[Entries on locating named things]
++++

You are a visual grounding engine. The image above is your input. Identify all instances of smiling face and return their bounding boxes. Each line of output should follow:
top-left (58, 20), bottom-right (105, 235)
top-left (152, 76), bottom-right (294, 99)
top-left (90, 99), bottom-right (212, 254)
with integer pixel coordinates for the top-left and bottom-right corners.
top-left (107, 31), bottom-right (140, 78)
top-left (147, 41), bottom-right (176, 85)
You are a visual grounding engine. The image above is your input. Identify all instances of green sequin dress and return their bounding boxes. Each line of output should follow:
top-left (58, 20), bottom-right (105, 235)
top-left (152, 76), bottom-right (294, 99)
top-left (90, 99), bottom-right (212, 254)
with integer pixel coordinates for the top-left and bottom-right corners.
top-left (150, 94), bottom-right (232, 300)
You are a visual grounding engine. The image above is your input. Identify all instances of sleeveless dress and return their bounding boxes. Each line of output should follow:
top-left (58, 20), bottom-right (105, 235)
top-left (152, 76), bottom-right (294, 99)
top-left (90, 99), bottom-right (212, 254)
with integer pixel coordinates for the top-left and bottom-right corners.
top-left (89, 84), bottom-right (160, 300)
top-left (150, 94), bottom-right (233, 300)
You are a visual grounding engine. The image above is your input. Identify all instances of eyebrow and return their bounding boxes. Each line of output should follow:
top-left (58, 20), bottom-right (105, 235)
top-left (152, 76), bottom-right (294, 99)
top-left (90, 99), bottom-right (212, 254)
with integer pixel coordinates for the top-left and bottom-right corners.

++++

-- Directive --
Reproduce word for word the lines of the listing from the line containing "instances of sleeveless" through the line containing "top-left (150, 94), bottom-right (233, 300)", including both of those lines.

-- Response to this exercise --
You are a visual grounding engine. The image above is your input. Identify all instances of sleeveless dress and return their bounding boxes. Each line of output should follow:
top-left (58, 20), bottom-right (105, 235)
top-left (152, 76), bottom-right (294, 99)
top-left (90, 99), bottom-right (212, 254)
with integer pixel coordinates for the top-left and bottom-right corners.
top-left (89, 84), bottom-right (160, 300)
top-left (150, 94), bottom-right (233, 300)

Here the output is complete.